Before I start I wondered, geez, if the arithmetic doesn't work, why would Mack actually go on TV and present the plan? But let's get on with the arithmetic.
To start, let's make the math easy. let's say that we'll spend $4 trillion in fiscal 2012 (fiscal 2011 is over). I know Mack says we'll spend only $3.382 trillion, but I have no idea where he got that number. It doesn't square with anything coming from the Government Accounting Office. Let's also say that our national debt at the end of 2012 will be $15 trillion. (That'll be pretty close, I think.) And given that Representative Mack is a leader in the Tea Party, I think it's safe to assume that there are no tax increases built into his plan.
So if we look at the description of the plan that Mack has on his website, government spending would be cut by 9.41% in six years. But even starting with a lower spending number as Mack did, the budget is far from balanced. Our total revenues in 2012 are expected to be about $2.3 trillion. Mack's plan would still create a deficit each year of a little less than $1 trillion!

▸ Actions to take
A: Transcribe the excerpt on Mack's budget plan, starting at "So if we look" and ending at "than $1 trillion!".
B: In the excerpt on Mack's budget plan, what are total revenues for 2012 expected to be?

▸ Supplied material

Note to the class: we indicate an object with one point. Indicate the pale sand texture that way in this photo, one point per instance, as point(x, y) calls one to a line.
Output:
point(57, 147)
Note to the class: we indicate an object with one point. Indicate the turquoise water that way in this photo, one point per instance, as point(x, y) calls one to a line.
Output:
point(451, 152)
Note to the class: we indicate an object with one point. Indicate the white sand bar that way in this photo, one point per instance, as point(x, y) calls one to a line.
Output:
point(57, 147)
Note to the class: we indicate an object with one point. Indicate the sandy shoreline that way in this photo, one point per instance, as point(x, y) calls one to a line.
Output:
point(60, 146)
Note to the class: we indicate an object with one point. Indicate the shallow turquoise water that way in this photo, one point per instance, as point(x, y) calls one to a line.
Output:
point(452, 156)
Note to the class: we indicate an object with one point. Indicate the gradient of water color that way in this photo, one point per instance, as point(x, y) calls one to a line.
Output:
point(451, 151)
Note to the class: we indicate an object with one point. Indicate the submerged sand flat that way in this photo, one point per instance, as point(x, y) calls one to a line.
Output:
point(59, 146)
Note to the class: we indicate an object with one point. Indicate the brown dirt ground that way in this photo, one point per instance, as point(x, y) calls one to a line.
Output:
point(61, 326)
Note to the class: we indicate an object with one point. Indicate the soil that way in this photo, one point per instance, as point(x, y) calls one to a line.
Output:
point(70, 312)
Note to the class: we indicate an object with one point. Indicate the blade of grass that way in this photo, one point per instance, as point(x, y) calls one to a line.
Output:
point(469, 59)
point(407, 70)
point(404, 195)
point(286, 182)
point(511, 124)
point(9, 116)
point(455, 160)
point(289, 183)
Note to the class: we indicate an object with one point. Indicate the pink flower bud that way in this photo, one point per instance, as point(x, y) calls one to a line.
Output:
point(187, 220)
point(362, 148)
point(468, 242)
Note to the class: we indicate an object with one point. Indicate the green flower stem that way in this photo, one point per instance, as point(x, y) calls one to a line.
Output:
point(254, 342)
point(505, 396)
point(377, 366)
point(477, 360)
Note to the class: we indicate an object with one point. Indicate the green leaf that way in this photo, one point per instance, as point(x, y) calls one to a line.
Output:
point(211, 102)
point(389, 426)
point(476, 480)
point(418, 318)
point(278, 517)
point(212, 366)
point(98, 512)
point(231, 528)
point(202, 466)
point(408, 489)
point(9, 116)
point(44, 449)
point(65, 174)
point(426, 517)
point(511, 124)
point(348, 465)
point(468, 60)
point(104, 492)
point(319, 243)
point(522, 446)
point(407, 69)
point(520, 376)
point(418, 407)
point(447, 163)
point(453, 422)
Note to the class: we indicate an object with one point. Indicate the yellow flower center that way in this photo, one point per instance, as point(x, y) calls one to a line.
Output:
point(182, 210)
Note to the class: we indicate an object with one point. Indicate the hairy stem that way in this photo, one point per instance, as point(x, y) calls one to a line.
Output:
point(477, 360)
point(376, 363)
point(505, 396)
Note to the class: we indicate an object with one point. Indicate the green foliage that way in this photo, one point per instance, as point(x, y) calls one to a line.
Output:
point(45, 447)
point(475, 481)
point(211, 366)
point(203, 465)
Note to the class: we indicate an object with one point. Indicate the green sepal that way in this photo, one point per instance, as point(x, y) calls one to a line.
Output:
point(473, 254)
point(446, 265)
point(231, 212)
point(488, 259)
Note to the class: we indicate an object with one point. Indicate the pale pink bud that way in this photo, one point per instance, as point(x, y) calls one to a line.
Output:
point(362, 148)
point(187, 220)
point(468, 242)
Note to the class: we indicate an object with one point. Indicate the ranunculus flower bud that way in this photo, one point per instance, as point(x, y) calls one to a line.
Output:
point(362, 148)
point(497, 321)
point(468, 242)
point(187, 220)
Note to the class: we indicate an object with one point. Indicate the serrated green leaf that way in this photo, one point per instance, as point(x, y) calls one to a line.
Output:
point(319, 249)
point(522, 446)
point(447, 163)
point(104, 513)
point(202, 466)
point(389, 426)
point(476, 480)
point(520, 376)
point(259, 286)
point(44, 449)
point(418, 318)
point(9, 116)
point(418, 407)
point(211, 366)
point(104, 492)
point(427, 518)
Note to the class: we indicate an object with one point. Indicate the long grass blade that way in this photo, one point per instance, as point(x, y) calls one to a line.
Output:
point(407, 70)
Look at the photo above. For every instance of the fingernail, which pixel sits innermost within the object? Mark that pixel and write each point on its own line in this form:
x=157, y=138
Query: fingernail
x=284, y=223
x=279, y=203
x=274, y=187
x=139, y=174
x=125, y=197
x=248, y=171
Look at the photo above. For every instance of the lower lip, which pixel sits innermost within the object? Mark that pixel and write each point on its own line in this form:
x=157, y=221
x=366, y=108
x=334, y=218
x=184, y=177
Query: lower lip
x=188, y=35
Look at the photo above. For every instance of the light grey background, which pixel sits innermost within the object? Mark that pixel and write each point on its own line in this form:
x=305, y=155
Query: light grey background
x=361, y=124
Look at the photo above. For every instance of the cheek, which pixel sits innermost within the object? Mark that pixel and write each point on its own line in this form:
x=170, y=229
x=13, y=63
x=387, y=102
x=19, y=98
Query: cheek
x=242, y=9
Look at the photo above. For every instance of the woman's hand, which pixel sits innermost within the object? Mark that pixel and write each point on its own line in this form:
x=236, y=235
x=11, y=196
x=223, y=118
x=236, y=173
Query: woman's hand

▸ Results in order
A:
So if we look at the description of the plan that Mack has on his website, government spending would be cut by 9.41% in six years. But even starting with a lower spending number as Mack did, the budget is far from balanced. Our total revenues in 2012 are expected to be about $2.3 trillion. Mack's plan would still create a deficit each year of a little less than $1 trillion!

B: About $2.3 trillion.